- [Natural-language object grounding data]:
◇ ◇ ◇ ◇ ◇
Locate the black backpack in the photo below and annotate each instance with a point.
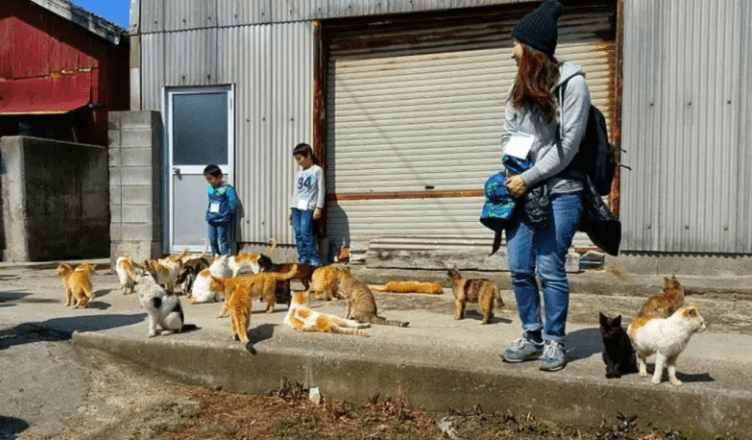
(596, 156)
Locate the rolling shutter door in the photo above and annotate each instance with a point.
(414, 112)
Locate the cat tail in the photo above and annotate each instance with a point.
(383, 321)
(349, 331)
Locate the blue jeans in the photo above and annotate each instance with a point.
(302, 224)
(218, 237)
(546, 250)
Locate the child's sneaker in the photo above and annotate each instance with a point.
(554, 357)
(523, 349)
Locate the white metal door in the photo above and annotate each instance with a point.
(200, 131)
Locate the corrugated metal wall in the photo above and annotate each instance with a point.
(272, 69)
(415, 112)
(687, 126)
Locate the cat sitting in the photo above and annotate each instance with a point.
(77, 284)
(361, 305)
(125, 269)
(201, 290)
(667, 338)
(618, 354)
(662, 305)
(482, 291)
(163, 308)
(302, 318)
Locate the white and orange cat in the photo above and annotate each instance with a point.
(667, 338)
(125, 269)
(302, 318)
(252, 261)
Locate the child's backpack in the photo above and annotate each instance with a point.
(597, 155)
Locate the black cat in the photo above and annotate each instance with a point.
(618, 353)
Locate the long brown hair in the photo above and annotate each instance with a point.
(537, 75)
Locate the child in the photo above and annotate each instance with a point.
(307, 200)
(222, 205)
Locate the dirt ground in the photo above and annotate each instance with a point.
(126, 402)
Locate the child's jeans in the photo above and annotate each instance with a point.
(218, 233)
(546, 250)
(302, 224)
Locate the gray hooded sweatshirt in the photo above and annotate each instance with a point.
(552, 150)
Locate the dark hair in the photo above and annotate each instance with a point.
(537, 76)
(304, 149)
(212, 170)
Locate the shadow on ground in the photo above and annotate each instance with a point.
(61, 329)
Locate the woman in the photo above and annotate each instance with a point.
(532, 130)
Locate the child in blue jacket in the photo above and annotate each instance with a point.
(222, 205)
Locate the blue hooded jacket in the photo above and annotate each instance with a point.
(222, 203)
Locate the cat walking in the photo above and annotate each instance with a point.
(302, 318)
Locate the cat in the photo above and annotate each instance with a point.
(618, 354)
(324, 283)
(361, 305)
(302, 318)
(667, 338)
(77, 284)
(166, 270)
(240, 292)
(255, 262)
(201, 290)
(124, 267)
(163, 308)
(662, 305)
(262, 284)
(484, 291)
(410, 287)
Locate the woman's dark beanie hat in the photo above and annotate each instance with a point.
(538, 29)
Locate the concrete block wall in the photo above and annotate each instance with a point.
(55, 200)
(135, 157)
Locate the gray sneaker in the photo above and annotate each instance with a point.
(523, 349)
(554, 357)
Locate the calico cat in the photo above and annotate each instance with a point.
(77, 284)
(240, 292)
(410, 287)
(201, 291)
(662, 305)
(361, 305)
(262, 284)
(163, 308)
(667, 338)
(252, 261)
(124, 267)
(618, 354)
(484, 291)
(324, 283)
(302, 318)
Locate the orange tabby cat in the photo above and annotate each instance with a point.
(361, 305)
(662, 305)
(302, 318)
(324, 283)
(261, 284)
(243, 290)
(410, 287)
(77, 284)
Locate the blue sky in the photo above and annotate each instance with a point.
(115, 11)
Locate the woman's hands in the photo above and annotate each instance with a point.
(516, 186)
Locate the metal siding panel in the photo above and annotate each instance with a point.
(425, 112)
(200, 68)
(685, 143)
(152, 71)
(272, 66)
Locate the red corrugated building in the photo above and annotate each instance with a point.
(61, 70)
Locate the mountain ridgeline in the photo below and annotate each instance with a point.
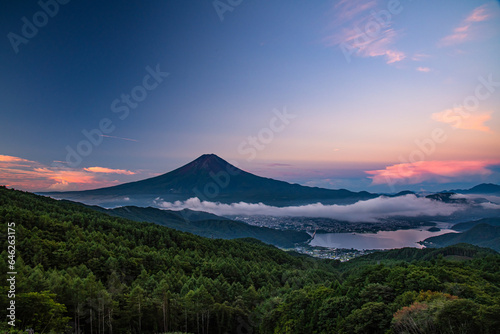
◇ ◇ ◇ ◇ ◇
What you return must match the data above exactly, with no images included.

Locate the black backpack in the photo below and annotate each instance with a point.
(596, 156)
Locate the rolling shutter door in the photo above and annotate each instance with a point.
(414, 112)
Locate the cat tail in the photo above and annotate each instance with a point.
(383, 321)
(349, 331)
Locate the blue jeans in the photo above and annotate each instance with a point.
(302, 224)
(218, 237)
(546, 250)
Locate the child's sneaker in the photo above and annotate each instance with a point.
(554, 357)
(523, 349)
Locate the white metal door in the photo above and annotate each instance with a point.
(200, 131)
Locate the corrugated metal wall in the photo above and annotate each instance with a point.
(272, 69)
(415, 112)
(687, 126)
Locate the cat sitting in the photo above and annotate each instance with a point.
(77, 284)
(361, 305)
(125, 269)
(201, 290)
(667, 338)
(618, 354)
(662, 305)
(482, 291)
(163, 308)
(302, 318)
Locate the white and orange cat in the photo above and annotate each instance with a point.
(667, 338)
(125, 269)
(302, 318)
(252, 261)
Locate the child's backpack in the photo above and annotate each instance with a point.
(597, 155)
Locate the black cat in the photo above and annotate each instance with a point.
(618, 353)
Locate the long brown hair in the photo above and annotate each instance with a point.
(537, 75)
Locate the child in the photo above and annotate each instance with a point.
(307, 200)
(222, 205)
Locate the dirt ground in the photo above and annotate each instance with a point.
(126, 402)
Locate the child's jeans in the photo above and annotate each instance with a point.
(218, 233)
(546, 250)
(302, 224)
Locate the gray hooded sweatshirt in the photo above and annotate each instance with a point.
(552, 150)
Locate the dark hair in the photo above and annotate each instance with a point.
(537, 76)
(304, 149)
(212, 170)
Locate the shadow on ground in the photo above and annotate each instance with a point.
(61, 329)
Locate the woman in the photo above and annotate each instance with a point.
(532, 130)
Locate the child in blue jacket in the photo above and annotate each instance with a point.
(222, 205)
Locate the blue hooded jacket in the photo above and annotate each instance with a point.
(222, 203)
Locate the cat walking in the photo above and annotate each instance with a point.
(302, 318)
Locate the cat in the photo above and annotate each instance with a point.
(618, 354)
(324, 283)
(361, 305)
(302, 318)
(667, 338)
(77, 284)
(166, 270)
(240, 292)
(255, 262)
(201, 290)
(124, 267)
(163, 308)
(662, 305)
(262, 284)
(484, 291)
(410, 287)
Locate the woman's dark beanie hat in the photo above and annotate each instance with a point.
(538, 29)
Locate the concrete block wall in the photo above and annotate each instance with a point.
(55, 200)
(135, 157)
Locate the gray sneaker in the photo above and annotate each instance with a point.
(523, 349)
(554, 357)
Locate the calico cat in the photo above and annotate each instance with a point.
(77, 284)
(240, 292)
(410, 287)
(201, 291)
(662, 305)
(361, 305)
(262, 284)
(163, 308)
(667, 338)
(252, 261)
(124, 267)
(618, 354)
(484, 291)
(324, 283)
(302, 318)
Locate the orange tabby cat in the photo above and annotate each instance with a point.
(361, 305)
(662, 305)
(302, 318)
(324, 283)
(261, 284)
(243, 290)
(410, 287)
(77, 284)
Locate the blue sky in the photo above and annotate each instance with a point.
(115, 11)
Locate the woman's hands in the photo above and annotate each instance with a point.
(516, 186)
Locate the metal siding panel in the photo above and annotate each instance with a point.
(425, 112)
(200, 68)
(685, 143)
(152, 71)
(272, 66)
Locate the red corrugated building in the photo above and annotate each instance with a point.
(61, 70)
Locate the mountain ridgeline in the photo below and annotate each instance with a point.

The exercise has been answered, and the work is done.